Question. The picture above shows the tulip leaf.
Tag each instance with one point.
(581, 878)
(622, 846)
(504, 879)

* * *

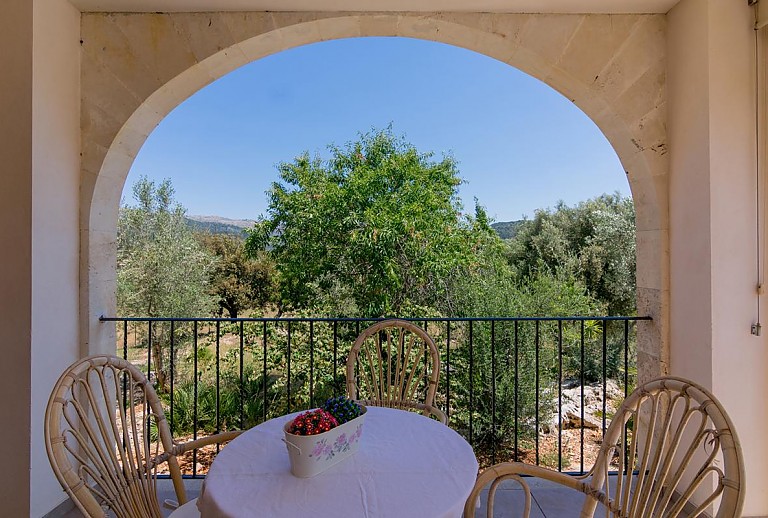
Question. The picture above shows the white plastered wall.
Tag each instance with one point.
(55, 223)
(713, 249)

> Your assignment
The lines of the records that contain the string "above" should be located and copied.

> Response to this task
Question. The picture above shows the tulip leaf.
Question. The picture above shows the white plastered wall.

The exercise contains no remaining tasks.